start Data supplied

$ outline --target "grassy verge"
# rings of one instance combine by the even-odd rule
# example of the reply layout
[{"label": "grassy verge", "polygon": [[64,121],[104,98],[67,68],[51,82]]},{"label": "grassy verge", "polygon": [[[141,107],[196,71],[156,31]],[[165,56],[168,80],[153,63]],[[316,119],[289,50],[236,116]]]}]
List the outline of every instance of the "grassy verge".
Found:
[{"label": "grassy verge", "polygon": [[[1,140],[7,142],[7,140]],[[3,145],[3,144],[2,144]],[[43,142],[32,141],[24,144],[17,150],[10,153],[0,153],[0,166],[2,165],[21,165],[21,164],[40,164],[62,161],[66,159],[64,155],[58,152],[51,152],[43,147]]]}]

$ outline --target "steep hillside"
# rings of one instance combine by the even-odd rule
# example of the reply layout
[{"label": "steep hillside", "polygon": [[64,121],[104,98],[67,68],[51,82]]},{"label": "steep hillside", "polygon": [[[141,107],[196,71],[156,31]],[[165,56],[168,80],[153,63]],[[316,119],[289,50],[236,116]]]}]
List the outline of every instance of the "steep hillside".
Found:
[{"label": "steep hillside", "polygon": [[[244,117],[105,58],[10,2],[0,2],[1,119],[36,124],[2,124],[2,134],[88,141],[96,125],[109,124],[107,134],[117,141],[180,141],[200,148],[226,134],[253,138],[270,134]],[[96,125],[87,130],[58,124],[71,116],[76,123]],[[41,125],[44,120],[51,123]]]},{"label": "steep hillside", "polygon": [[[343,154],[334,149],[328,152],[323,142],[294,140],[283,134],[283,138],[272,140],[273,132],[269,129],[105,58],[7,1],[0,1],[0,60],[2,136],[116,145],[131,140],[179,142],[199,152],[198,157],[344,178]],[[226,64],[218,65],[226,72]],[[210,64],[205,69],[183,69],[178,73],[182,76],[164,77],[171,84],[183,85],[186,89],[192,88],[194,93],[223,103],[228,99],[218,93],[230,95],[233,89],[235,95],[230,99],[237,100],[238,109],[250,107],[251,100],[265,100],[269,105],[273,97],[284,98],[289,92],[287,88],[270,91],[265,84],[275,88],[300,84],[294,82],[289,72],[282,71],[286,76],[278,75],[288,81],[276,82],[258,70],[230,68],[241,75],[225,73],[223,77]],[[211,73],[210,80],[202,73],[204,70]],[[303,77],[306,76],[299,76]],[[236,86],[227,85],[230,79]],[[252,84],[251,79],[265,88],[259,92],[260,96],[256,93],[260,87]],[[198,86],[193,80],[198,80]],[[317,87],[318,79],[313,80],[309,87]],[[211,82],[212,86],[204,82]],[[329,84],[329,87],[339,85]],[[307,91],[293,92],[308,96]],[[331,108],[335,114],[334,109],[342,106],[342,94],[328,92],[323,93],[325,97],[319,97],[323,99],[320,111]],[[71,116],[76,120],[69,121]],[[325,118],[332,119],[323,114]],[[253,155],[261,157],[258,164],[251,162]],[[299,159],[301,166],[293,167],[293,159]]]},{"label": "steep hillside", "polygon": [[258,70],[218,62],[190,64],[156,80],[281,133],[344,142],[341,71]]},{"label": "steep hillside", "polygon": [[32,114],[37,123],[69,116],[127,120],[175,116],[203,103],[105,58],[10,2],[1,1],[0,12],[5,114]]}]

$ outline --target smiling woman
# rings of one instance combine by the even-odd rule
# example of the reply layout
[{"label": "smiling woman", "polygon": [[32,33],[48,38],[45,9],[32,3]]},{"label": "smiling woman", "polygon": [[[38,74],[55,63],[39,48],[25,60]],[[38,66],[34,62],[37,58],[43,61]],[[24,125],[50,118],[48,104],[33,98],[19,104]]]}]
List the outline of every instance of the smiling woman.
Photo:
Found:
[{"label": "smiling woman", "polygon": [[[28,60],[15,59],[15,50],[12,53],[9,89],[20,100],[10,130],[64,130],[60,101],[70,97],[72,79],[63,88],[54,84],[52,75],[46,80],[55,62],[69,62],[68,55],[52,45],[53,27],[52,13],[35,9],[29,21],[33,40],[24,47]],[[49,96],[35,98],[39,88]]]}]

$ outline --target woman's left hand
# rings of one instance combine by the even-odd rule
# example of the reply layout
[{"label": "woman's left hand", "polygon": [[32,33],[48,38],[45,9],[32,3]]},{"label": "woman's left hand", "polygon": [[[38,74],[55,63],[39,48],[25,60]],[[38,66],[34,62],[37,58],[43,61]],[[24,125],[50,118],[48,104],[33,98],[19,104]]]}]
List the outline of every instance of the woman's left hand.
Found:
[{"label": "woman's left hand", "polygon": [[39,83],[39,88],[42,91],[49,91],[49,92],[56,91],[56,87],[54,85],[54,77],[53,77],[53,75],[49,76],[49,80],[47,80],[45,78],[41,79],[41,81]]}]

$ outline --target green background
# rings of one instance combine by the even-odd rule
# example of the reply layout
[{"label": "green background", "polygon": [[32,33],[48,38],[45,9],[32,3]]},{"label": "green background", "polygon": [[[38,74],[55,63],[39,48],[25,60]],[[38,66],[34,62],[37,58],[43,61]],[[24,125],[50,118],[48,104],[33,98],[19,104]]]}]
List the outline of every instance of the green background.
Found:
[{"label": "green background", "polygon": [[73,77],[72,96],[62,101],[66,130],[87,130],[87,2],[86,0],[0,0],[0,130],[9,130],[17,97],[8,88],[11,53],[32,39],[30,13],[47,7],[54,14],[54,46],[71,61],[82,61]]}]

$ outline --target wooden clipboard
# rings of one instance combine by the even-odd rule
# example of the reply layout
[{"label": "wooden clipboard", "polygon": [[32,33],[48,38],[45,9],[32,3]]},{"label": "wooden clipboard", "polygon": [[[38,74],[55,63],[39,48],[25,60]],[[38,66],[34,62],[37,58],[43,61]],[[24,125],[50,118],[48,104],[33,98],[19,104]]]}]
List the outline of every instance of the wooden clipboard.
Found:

end Data supplied

Please copy the material from the line containing "--target wooden clipboard" through the end, substituting "metal clipboard" for every "wooden clipboard" and leaving everything else unchanged.

=== Exercise solution ===
$ outline --target metal clipboard
# rings of one instance combine by the even-odd rule
# example of the reply layout
[{"label": "metal clipboard", "polygon": [[32,33],[48,38],[45,9],[32,3]]},{"label": "metal clipboard", "polygon": [[[38,74],[55,63],[39,48],[25,60]],[[38,66],[34,62],[37,58],[43,61]],[[24,125],[50,118],[48,104],[33,98],[19,104]]]}]
List the outline of every instance of the metal clipboard.
Found:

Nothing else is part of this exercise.